Problem: Repeat the whole of the data, keeping every detail the same.

Position annotation records:
┌──

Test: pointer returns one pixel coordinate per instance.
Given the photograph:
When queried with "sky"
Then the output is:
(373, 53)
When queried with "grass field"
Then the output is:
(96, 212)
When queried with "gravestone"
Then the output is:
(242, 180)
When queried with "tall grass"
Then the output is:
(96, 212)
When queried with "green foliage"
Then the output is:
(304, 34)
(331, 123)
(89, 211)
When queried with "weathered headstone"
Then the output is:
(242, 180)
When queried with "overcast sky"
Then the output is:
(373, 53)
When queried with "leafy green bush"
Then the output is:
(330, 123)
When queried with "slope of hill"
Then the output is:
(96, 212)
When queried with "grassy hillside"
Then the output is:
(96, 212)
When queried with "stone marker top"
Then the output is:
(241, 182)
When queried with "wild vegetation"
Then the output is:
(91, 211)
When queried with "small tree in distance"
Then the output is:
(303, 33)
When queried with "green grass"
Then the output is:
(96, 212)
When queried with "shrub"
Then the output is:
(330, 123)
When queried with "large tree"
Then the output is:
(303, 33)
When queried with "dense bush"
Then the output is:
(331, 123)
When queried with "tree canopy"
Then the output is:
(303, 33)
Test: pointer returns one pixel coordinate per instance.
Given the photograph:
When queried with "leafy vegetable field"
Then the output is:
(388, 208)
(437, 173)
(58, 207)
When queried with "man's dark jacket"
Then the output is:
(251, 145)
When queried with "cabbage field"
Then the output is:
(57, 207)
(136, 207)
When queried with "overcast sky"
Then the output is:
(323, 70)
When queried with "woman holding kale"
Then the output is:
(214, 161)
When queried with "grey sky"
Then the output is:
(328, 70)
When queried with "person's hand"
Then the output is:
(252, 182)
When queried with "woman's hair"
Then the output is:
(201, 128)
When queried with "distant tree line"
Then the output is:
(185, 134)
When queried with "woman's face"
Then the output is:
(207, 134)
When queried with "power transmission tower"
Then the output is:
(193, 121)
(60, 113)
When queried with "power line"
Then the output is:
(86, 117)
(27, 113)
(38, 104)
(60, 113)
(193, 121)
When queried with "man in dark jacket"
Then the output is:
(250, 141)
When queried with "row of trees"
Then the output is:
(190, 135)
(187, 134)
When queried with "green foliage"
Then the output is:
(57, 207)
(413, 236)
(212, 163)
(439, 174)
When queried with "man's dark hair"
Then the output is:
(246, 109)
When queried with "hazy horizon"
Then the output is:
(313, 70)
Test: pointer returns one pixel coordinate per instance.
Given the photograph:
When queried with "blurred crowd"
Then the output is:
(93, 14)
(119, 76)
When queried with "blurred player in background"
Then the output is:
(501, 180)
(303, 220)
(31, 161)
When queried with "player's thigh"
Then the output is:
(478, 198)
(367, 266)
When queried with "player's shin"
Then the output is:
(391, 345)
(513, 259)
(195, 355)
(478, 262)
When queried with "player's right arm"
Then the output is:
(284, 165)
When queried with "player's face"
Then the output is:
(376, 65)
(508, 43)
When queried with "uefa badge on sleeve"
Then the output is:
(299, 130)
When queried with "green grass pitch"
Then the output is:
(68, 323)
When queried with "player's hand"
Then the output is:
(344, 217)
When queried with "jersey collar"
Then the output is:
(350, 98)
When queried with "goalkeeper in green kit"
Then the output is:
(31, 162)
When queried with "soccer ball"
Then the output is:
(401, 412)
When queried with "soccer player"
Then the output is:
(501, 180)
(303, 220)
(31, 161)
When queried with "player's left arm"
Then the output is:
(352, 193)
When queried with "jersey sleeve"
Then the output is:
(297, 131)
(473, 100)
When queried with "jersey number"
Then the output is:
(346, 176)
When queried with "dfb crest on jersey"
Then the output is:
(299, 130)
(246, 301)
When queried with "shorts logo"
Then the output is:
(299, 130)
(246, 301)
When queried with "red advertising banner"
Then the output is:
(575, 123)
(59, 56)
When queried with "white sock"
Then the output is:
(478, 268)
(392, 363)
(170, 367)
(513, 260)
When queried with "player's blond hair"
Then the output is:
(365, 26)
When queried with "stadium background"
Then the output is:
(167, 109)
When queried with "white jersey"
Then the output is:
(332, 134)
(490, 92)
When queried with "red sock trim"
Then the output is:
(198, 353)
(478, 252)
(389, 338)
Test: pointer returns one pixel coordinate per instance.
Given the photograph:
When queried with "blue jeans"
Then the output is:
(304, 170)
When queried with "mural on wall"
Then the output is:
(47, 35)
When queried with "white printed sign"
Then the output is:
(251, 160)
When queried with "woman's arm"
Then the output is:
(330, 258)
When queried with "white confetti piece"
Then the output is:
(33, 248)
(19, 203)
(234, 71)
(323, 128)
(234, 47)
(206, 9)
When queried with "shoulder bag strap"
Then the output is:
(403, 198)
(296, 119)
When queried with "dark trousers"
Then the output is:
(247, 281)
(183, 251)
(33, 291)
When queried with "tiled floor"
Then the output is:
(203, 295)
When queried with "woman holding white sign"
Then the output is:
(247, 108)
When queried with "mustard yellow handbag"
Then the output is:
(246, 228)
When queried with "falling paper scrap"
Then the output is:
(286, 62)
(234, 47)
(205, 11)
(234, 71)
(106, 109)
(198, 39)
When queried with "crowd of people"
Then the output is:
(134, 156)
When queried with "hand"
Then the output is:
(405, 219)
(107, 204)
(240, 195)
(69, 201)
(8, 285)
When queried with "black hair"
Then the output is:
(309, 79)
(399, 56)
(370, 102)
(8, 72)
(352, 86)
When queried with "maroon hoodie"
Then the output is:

└──

Exercise response:
Test: pointer returns one pixel coordinate per instance.
Given the photograph:
When queried with "sky"
Then the output is:
(373, 53)
When queried with "grass field"
Then the output is:
(96, 212)
When queried with "gravestone"
Then the output is:
(242, 180)
When queried with "tall grass"
Then the output is:
(96, 212)
When queried with "green foliage"
Then the output is:
(304, 34)
(331, 123)
(89, 211)
When queried with "weathered headstone"
Then the output is:
(242, 180)
When queried with "overcast sky"
Then the output is:
(373, 53)
When queried with "leafy green bush"
Then the output is:
(330, 123)
When queried with "slope of hill"
Then the output is:
(96, 212)
When queried with "grassy hillside"
Then the output is:
(96, 212)
When queried with "stone marker top"
Then the output is:
(241, 182)
When queried with "wild vegetation"
Then the output is:
(91, 211)
When queried with "small tree in distance"
Then the output is:
(303, 33)
When queried with "green grass"
Then the output is:
(96, 212)
When queried with "shrub"
Then the output is:
(330, 123)
When queried with "large tree"
Then the output is:
(303, 33)
When queried with "dense bush"
Then the output is:
(331, 123)
When queried with "tree canopy"
Then the output is:
(303, 33)
Test: pointer returns one pixel coordinate per instance.
Given the photograph:
When queried with "leafy vegetable field"
Then the output is:
(388, 208)
(437, 173)
(58, 207)
When queried with "man's dark jacket"
Then the output is:
(251, 145)
When queried with "cabbage field"
Then the output is:
(57, 207)
(136, 207)
When queried with "overcast sky"
Then the output is:
(323, 70)
When queried with "woman holding kale"
Then the output is:
(214, 161)
When queried with "grey sky"
Then the output is:
(328, 70)
When queried with "person's hand"
Then the output is:
(252, 182)
When queried with "woman's hair"
Then the output is:
(201, 128)
When queried with "distant tree line"
Then the output is:
(185, 134)
When queried with "woman's face"
Then the output is:
(207, 134)
When queried with "power transmission tower"
Then the output is:
(193, 121)
(60, 113)
When queried with "power line"
Then the output is:
(86, 117)
(27, 113)
(38, 104)
(60, 113)
(193, 121)
When queried with "man in dark jacket"
Then the output is:
(250, 141)
When queried with "row of trees"
Then the output is:
(190, 135)
(187, 134)
When queried with "green foliage"
Then the output is:
(57, 207)
(413, 236)
(212, 163)
(439, 174)
When queried with "man's dark hair"
Then the output is:
(246, 109)
When queried with "hazy horizon"
Then the output is:
(313, 70)
Test: pointer returns one pixel coordinate per instance.
Given the photograph:
When queried with "blurred crowd"
Then the output is:
(93, 14)
(119, 76)
When queried with "blurred player in background"
Then the output is:
(501, 180)
(303, 220)
(31, 161)
When queried with "player's thigh"
Then the output is:
(478, 198)
(367, 266)
When queried with "player's shin"
Then the output is:
(391, 345)
(513, 259)
(195, 355)
(478, 262)
When queried with "player's right arm"
Then the output is:
(284, 165)
When queried with "player's face"
Then the output is:
(376, 65)
(508, 43)
When queried with "uefa badge on sleeve"
Then the output is:
(299, 130)
When queried with "green grass pitch"
Then the output is:
(68, 323)
When queried with "player's hand"
Then the output is:
(344, 217)
When queried with "jersey collar"
Then the output is:
(350, 98)
When queried with "goalkeeper in green kit"
Then the output is:
(31, 162)
When queried with "soccer ball"
Then the output is:
(401, 412)
When queried with "soccer player"
Then the output is:
(501, 180)
(303, 220)
(31, 161)
When queried with "player's left arm"
Then the output is:
(352, 193)
When queried with "jersey sleeve"
Then the output is:
(297, 131)
(473, 100)
When queried with "jersey number"
Then the output is:
(346, 176)
When queried with "dfb crest on jersey"
Then the output is:
(299, 130)
(246, 301)
When queried with "shorts logo"
Then the output is:
(299, 130)
(246, 301)
When queried with "red advertising banner"
Then the output is:
(575, 123)
(59, 56)
When queried with "white sock"
Then the output is:
(478, 268)
(392, 363)
(170, 367)
(513, 260)
When queried with "player's blond hair"
Then the output is:
(365, 26)
When queried with "stadium background"
Then the output is:
(167, 109)
When queried with "white jersey"
Then the output is:
(332, 134)
(490, 92)
When queried with "red sock trim"
Then the output is:
(198, 353)
(478, 252)
(389, 338)
Test: pointer returns one pixel coordinate per instance.
Given the photograph:
When queried with "blue jeans"
Then the output is:
(304, 170)
When queried with "mural on wall"
Then the output is:
(47, 35)
When queried with "white printed sign"
Then the output is:
(251, 160)
When queried with "woman's arm"
Then the output is:
(330, 258)
When queried with "white confetti piece"
Then the output is:
(33, 248)
(19, 203)
(234, 71)
(323, 128)
(234, 47)
(206, 9)
When queried with "shoulder bag strap"
Then the output is:
(403, 198)
(296, 119)
When queried with "dark trousers"
Then the output is:
(247, 281)
(183, 251)
(33, 291)
When queried with "tiled floor"
Then the output is:
(203, 295)
When queried with "woman holding white sign"
Then the output is:
(247, 108)
When queried with "mustard yellow handbag"
Then the output is:
(246, 228)
When queried with "falling paper scrap"
Then the output is:
(286, 62)
(234, 47)
(205, 11)
(234, 71)
(106, 109)
(198, 39)
When queried with "crowd of people"
Then the output is:
(134, 156)
When queried with "hand"
Then the output is:
(405, 219)
(107, 204)
(240, 195)
(69, 201)
(8, 285)
When queried with "black hair"
Then the output is:
(309, 79)
(399, 56)
(370, 102)
(8, 72)
(352, 86)
When queried with "maroon hoodie"
Then the output is:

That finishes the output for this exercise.